**ZIEL**
Wie könnte der Textauszug zur Entwicklung der Fremdsprachenlehrerbildung weitergehen? Führen Sie ihn im Anschluss an seinen letzten Satz fort.

**TEXTAUSZUG**

==================================================

In der zusammenfassend historischen Betrachtung der Ausbildungsgegenstände bis in die 70er Jahre wird eine stark rezeptologische Prägung der Fremdsprachendidaktik offenbar, die teilweise bis heute nachwirkt (vgl. Kirchhoff 2017, Hallet/Königs 2013b). International galt in der Vergangenheit ein Absprechen autonomer Handlungs- und Lernoptionen der (werdenden) Fremdsprachenlehrpersonen: „Traditionally, the professional development of teachers has been thought of something that is done by others for or to teachers.“ (Johnson 2009: 25; Hervorhebung im Original) Parallel hierzu schlug sich unterrichtsgegenständlich ein stark kompetenzorientierter Ansatz mit Fokus auf Kommunikation als Folge der kommunikativen Wende nieder, was sich auf inhaltlicher Ebene in der Fremdsprachendidaktik als hoch einflussreiches Standardisierungsinstrument mit dem Gemeinsamen Europäischen Referenzrahmen für Sprachen (vgl. Europarat 2001) zeigt. Für die Ausbildung von Fremdsprachenlehrerinnen und -lehrern international bedeuteten diese Entwicklungen eine Abkehr von tendenziell formalistischen und durchstrukturierten Fremdsprachenlehrerbildungssystemen hin zu kooperativem wie eigenverantwortlicheren und selbstgesteuerten Professional development der Fremdsprachenlehrkräfte, „the recognition that teachers‘ informal social and professional networks, including their own classrooms, function as powerful sites for professional learning“ (Johnson 2009: 25; vgl. auch Borg 2011). Diese Sichtweise auf Professionalisierung ist dabei gewiss ebenfalls dem Umstand geschuldet, dass es in internationalen Kontexten und Tätigkeitsbereichen von Fremdsprachenlehrkräften, die in den vorliegenden Metaanalysen beispielsweise die Erwachsenenbildung mit einbeziehen, seltener die Möglichkeit zur direkten Weiterqualifizierung gibt bzw. diese Möglichkeiten nicht ohne einen gewissen Aufwand umsetzbar erscheinen. Darüber hinaus fand eine Vielzahl besonders der internationalen Forschungsprojekte z.B. zu Fremdsprachenlehrerkognitionen in Hochschulkontexten oder privaten Qualifizierungseinrichtungen statt, vernachlässigte aber häufig schulische Bildungssysteme auf der Ebene der Sekundarstufe(n) (vgl. Borg 2009: 168, Borg 2006).

Benitt (2015) fasst die Entwicklungen der letzten Jahrzehnte im Bereich der Fremdsprachenlehrerbildung (Foreign Language Teacher Education = FLTE), hier insbesondere unter Berücksichtigung internationaler Kontexte der Englischlehrerbildung, wie folgt zusammen:

 Educational models have developed from linear towards cyclic models, such as the reflective model of teacher education, which assumes that learning takes place in a dialogic manner.

 The distinction of pre-service (theoretical) and in-service (practical) teacher education has given way to a more holistic approach to conceptualising teacher education and teacher learning.

==================================================

**DATENAUSZUG**
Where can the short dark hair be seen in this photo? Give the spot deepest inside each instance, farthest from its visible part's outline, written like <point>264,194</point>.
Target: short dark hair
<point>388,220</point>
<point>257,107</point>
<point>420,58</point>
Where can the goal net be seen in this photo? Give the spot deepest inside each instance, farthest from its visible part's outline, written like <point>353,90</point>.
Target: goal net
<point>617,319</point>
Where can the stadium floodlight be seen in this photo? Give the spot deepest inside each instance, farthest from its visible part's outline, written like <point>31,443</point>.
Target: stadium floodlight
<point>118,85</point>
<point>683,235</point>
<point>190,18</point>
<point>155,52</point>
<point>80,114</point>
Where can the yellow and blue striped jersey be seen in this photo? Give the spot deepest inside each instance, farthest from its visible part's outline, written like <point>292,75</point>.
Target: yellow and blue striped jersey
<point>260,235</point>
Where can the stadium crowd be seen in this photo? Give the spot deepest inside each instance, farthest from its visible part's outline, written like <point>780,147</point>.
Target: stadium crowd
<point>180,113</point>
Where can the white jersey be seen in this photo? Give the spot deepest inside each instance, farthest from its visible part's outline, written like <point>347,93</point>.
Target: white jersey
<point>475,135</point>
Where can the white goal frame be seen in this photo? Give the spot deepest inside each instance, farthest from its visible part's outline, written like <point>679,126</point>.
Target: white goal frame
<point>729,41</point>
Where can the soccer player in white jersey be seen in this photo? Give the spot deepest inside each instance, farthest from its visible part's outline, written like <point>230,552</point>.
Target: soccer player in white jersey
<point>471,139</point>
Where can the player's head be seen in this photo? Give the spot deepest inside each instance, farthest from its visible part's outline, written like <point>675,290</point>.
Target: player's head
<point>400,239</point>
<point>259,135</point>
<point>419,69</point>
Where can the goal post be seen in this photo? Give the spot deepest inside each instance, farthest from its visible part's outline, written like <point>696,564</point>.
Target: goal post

==================================================

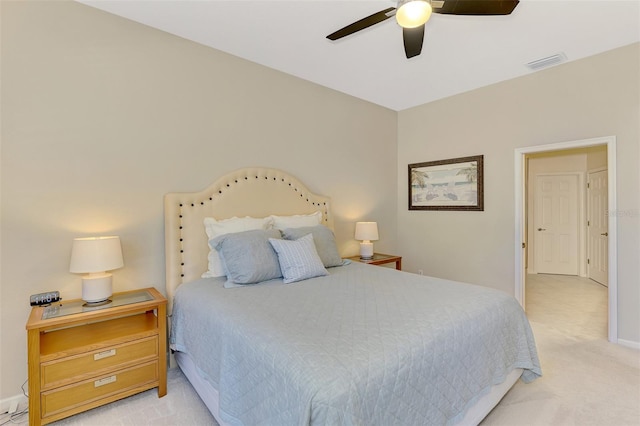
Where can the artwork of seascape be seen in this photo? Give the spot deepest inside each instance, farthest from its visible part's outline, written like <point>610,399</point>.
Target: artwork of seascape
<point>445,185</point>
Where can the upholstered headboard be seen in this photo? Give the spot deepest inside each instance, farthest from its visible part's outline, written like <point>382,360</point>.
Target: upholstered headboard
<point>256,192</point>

==================================================

**ANTWORT ZUR ÜBUNG**
 Teaching and teacher education are considered socio-cultural activities. Experiential learning and the activity of teaching are considered central elements of FLTE.

 The teacher as well as her personal and professional learning and development has become a central subject of interest in educational research, acknowledging the important role of the teacher in the teaching and learning context.

 The mode of FLTE is slowly shifting from traditional lecture mode (one-way) to group mode (interactive), in which learning takes place through joint co-construction of knowledge. At the same time, FLTE is developing from traditional university education to blended-learning and online formats of teacher education. (ebd.: 43)

Während damit international eine Stärkung und Autonomieförderung auf der individuellen Ebene der Lehrkraft bzw. ihrer Kooperation mit anderen Kolleginnen und Kollegen stattgefunden hat, kritisiert Kurtz (2011), dass ihm in vielerlei deutschen Reformbemühungen vornehmlich der letzten beiden Jahrzehnte genau diese Subjektperspektive, die der (angehenden) Lehrerinnen und Lehrer, zu kurz gekommen sei. Von Seiten der Bildungspolitik und verschiedener Expertisen sei stärker das Unterrichtsgeschäft bzw. die Arbeitsausübung in den Fokus gerückt worden, seltener die Rolle und Bedürfnisse, die jede/r einzelne Lehramtskandidat*in im Rahmen der Ausbildung einnimmt und mitbringt. Dies scheint sich – vor allem beeinflusst durch die Neufokussierung international – auch in Deutschland mittlerweile zu verschieben bedingt durch Forschung zu Lehrerkognitionen, Beliefs und Subjektiven Theorien: „It shifted attention from what teachers should know to who they are, what they already know, and what they actually do when they teach.“ (Graves 2009: 117) D.h. ohne die Bewusstmachung und Reflexion vorhandener Wissensbestände auf Seiten der angehenden Fremdsprachenlehrerinnen und -lehrer besteht die Gefahr, dass das innerhalb von Lehrerbildungscurricula vermittelte Professionswissen nur wenig Anschluss in der Praxis findet und losgelöst ohne Anwendungsbezug gleichsam verpufft.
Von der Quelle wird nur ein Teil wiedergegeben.